The largest players in the alcohol business are conglomerates that produce and compete in all areas of the business (wine, spirits, and beer). In the wine business, Constellation competes with many small wine producers like Willamette Valley Vineyards, as well as larger players like LVMH Moet Hennessy and Diageo. In the beer business, Constellation competes with Anheuser-Busch Companies, Molson Coors Brewing Company,SABMiller, and Diageo. Finally, a few competitors in the spirits sector include Diageo, LVMH Moet Hennessy L.V., Brown-Forman (BF) and Fortune Brands.

Constellation seeks to gain an advantage over competitors through its diversified structure, covering every segment of the alcoholic beverage industry. The company also distinguishes itself through strategic acquisitions (and their successful integration), which have accounted for over half of revenue growth the past few years. In wine specifically, Constellation has become the single largest distributor, which gives it advantages from various economies of scale. In a fragmented industry where no competitor holds more than 5% of the total market, Constellation Wines' size distinguishes it from smaller firms.

Wine and Spirits

  • LVMH Moet Hennessy L.V. (LVMUY) is a producer of all things luxury, from clothing (i.e. the iconic Louis Vuitton brand) to cosmetics (i.e. the Sephora chain of stores). Its wines and spirits division accounts for 20% of revenues and includes brands such as Dom Pérignon, Moët & Chandon, Veuve Clicquot, and Hennessy. The competition between this firm and Constellation brands is minimized by the fact that the former does only 26% of its business in the United States. However, the company's focus on luxury has allowed it to achieve much higher orofit margins than Constellation Brands.
= = =
TO-DO LIST —
[1] Rewrite the stretch of the Constellation competitor overview from "The largest players" through "and Fortune Brands.", switching "conglomerates" to "corporations".
[2] According to the Constellation competitor overview, is each statement true? (a) Constellation has become the single largest wine distributor. (b) LVMH's wines and spirits division accounts for half of its revenues. (c) Acquisitions have accounted for over half of Constellation's revenue growth in the past few years. Answer yes or no for each, quoting the deciding words.
[3] Continue the Constellation competitor overview from the point where it stops.
The lines after this point come from a different source.
= = =
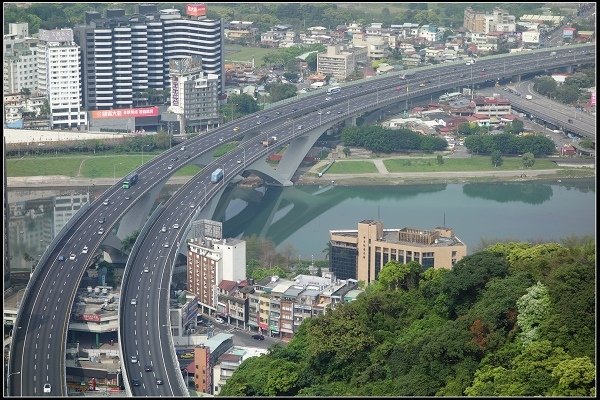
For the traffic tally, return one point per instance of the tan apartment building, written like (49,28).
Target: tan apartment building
(361,254)
(339,63)
(208,263)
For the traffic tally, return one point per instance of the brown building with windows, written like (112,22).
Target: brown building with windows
(361,254)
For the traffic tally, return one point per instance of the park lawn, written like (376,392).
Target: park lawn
(475,163)
(105,166)
(242,53)
(42,166)
(352,167)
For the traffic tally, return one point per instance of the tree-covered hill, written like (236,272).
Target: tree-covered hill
(515,319)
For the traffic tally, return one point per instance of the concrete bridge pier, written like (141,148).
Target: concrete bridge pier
(136,216)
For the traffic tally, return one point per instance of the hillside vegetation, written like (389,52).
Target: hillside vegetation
(515,319)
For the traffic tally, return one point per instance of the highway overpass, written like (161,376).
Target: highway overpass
(38,352)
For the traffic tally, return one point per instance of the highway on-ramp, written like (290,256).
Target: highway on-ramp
(39,341)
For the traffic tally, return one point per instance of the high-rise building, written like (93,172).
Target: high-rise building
(65,207)
(59,77)
(210,262)
(124,56)
(361,254)
(194,94)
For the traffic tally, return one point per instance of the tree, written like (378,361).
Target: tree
(528,160)
(534,308)
(496,158)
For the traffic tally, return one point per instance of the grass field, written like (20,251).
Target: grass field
(93,166)
(476,163)
(236,52)
(352,167)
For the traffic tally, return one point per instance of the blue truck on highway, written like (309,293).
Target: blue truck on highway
(217,175)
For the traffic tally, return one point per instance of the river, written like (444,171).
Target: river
(300,217)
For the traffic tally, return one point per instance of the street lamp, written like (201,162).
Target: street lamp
(114,171)
(8,381)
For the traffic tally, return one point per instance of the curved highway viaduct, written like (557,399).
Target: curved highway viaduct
(38,350)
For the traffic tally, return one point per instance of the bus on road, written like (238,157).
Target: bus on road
(130,181)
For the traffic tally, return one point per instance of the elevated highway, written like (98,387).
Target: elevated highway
(37,354)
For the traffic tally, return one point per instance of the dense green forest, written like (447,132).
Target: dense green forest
(514,319)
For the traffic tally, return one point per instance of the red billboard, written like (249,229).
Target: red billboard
(195,10)
(125,113)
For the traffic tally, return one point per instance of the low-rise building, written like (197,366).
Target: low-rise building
(361,254)
(492,106)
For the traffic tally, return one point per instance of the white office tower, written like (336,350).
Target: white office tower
(59,77)
(126,56)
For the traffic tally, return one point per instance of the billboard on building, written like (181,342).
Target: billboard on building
(195,10)
(126,113)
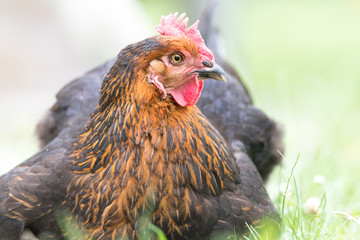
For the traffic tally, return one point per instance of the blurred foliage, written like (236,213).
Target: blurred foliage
(300,60)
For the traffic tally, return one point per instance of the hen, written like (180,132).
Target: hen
(146,147)
(228,106)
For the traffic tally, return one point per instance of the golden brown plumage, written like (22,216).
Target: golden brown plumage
(146,148)
(140,145)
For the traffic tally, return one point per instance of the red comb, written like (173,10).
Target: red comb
(172,25)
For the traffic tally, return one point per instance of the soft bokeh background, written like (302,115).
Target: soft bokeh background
(300,60)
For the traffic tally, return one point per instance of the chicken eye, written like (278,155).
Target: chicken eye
(176,58)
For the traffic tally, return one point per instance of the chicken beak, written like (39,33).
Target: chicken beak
(215,72)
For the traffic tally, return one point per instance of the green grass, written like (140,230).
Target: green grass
(301,62)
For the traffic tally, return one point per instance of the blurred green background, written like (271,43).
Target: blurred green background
(300,60)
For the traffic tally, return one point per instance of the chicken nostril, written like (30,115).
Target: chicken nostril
(207,63)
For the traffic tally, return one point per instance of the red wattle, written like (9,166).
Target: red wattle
(189,93)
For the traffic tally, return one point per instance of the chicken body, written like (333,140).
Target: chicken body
(138,152)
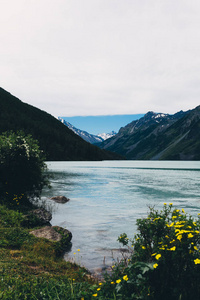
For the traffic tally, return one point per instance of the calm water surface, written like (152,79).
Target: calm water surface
(107,197)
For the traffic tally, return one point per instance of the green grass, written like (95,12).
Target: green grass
(30,267)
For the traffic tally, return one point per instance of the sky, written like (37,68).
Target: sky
(101,57)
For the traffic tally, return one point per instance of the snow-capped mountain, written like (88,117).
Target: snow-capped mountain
(106,136)
(90,138)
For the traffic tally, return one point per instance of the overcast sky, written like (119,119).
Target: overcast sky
(100,57)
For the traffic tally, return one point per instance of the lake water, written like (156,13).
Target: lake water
(107,197)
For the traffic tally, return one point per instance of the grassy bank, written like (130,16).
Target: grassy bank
(32,268)
(164,262)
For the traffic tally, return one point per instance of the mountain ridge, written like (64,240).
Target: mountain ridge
(90,138)
(56,140)
(159,136)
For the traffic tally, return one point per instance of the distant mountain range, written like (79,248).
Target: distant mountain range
(90,138)
(56,140)
(159,136)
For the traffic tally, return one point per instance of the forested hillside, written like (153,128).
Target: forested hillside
(55,139)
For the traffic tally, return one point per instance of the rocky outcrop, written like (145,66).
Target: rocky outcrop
(37,217)
(53,233)
(60,199)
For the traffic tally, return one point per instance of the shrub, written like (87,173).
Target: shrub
(22,168)
(164,262)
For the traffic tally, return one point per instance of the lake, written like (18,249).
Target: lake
(106,199)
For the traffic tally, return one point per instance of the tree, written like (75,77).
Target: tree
(22,167)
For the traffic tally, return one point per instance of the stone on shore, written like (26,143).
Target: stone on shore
(60,199)
(53,233)
(37,217)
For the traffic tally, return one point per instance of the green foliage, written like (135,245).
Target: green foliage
(10,218)
(56,140)
(165,262)
(22,167)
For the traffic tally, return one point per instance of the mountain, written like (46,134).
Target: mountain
(90,138)
(159,136)
(55,139)
(106,136)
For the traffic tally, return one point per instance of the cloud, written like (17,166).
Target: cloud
(101,57)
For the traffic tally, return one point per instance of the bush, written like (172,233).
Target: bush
(164,261)
(22,168)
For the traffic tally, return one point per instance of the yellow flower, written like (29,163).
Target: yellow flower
(190,235)
(125,278)
(162,248)
(172,241)
(197,261)
(118,281)
(158,256)
(172,249)
(179,237)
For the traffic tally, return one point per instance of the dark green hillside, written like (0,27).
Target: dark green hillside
(57,141)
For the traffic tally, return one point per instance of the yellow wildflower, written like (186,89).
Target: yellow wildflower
(172,241)
(125,278)
(179,237)
(190,235)
(197,261)
(172,249)
(158,256)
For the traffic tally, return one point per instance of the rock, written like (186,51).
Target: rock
(37,217)
(60,199)
(53,233)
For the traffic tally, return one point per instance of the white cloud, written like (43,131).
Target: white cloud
(96,57)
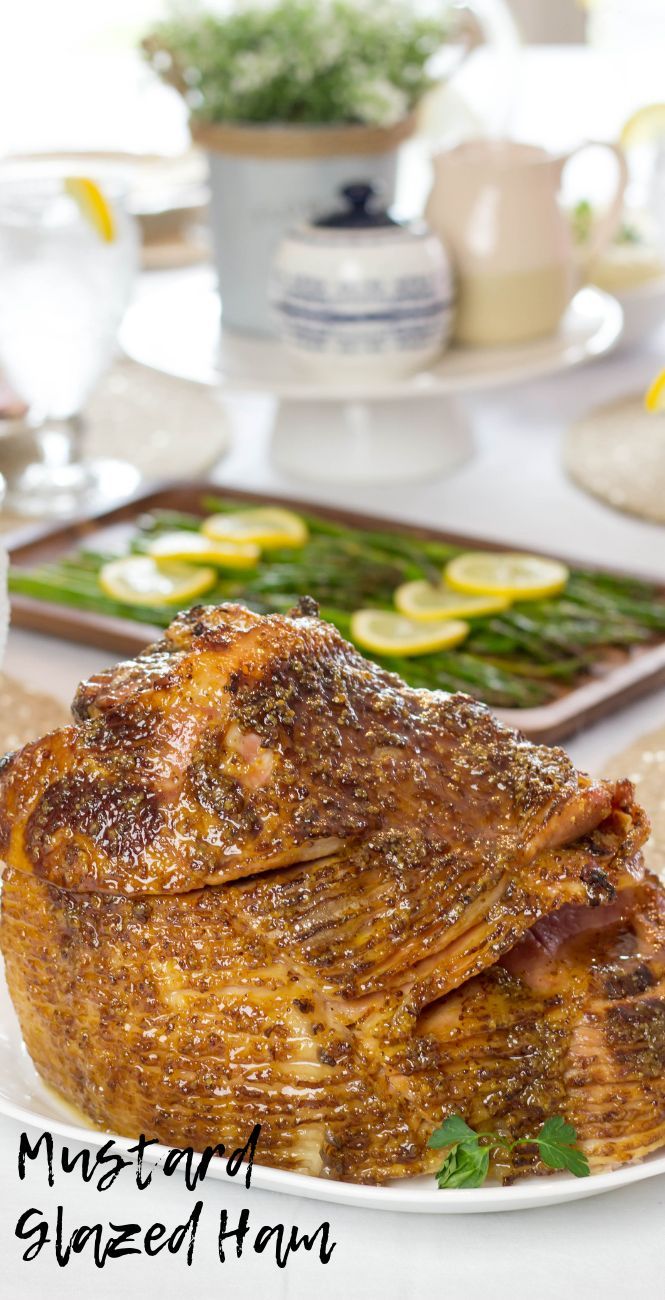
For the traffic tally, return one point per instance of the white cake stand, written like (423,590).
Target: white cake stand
(372,432)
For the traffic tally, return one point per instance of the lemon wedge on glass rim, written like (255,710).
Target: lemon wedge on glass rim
(269,527)
(512,575)
(643,126)
(196,549)
(655,394)
(94,206)
(426,602)
(139,580)
(386,632)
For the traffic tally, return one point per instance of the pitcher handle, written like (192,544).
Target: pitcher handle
(609,222)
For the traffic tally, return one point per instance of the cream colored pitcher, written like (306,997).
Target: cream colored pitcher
(496,207)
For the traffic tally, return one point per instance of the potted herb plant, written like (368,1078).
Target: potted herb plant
(292,99)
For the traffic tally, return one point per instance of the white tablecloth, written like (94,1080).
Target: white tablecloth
(605,1247)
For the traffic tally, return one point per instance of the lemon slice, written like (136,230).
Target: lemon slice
(198,549)
(512,575)
(655,394)
(425,602)
(139,580)
(92,204)
(385,632)
(268,527)
(643,126)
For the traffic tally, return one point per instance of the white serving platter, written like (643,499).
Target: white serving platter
(177,328)
(26,1099)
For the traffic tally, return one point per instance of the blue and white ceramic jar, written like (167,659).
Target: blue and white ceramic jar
(359,297)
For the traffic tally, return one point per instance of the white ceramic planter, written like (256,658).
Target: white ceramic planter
= = =
ANSWERS FOR THE TASKS —
[1]
The largest players in the alcohol business are corporations that produce and compete in all areas of the business (wine, spirits, and beer). In the wine business, Constellation competes with many small wine producers like Willamette Valley Vineyards, as well as larger players like LVMH Moet Hennessy and Diageo. In the beer business, Constellation competes with Anheuser-Busch Companies, Molson Coors Brewing Company,SABMiller, and Diageo. Finally, a few competitors in the spirits sector include Diageo, LVMH Moet Hennessy L.V., Brown-Forman (BF) and Fortune Brands.

[2]
(a) Yes: "In wine specifically, Constellation has become the single largest distributor."
(b) No: "Its wines and spirits division accounts for 20% of revenues."
(c) Yes: "strategic acquisitions (and their successful integration), which have accounted for over half of revenue growth the past few years."

[3]
  • Diageo (DEO), the world’s largest producer and distributor of alcoholic beverages, was formed by the 1997 merger between Ireland’s Guinness and food and spirits manufacturer Grand Metropolitan. Its portfolio of mostly premium spirits, which include Johnny Walker Scotch, Jose Cuervo tequila, and Smirnoff Vodka, and the recently acquired Captain Morgan rum, compete directly with Constellation Brands. Diageo is especially strong outside of Europe and the United States, where 30% of its revenues come from. By comparison, only 12% of Brown-Forman’s sales come from outside of Europe and the US. As demand in developed markets slows, this may be a key differentiator between the firms.

Beer

  • Anheuser-Busch Companies (BUD), while it is most known for domestic brands such as Bud and Bud Light, competes with Constellation Brands through its imported beers segment, which accounts for less than 10% of revenues but almost 25% of operating income. Anheuser-Busch's imported beers are mostly premium brands from Western Europe, Eastern Europe and Asia. Its brands have sold better throughout the United States than Constellation's offerings in recent years. Anheuser-Busch has begun to develop a spirits business, so it will soon compete with Constellation Brands on that front as well.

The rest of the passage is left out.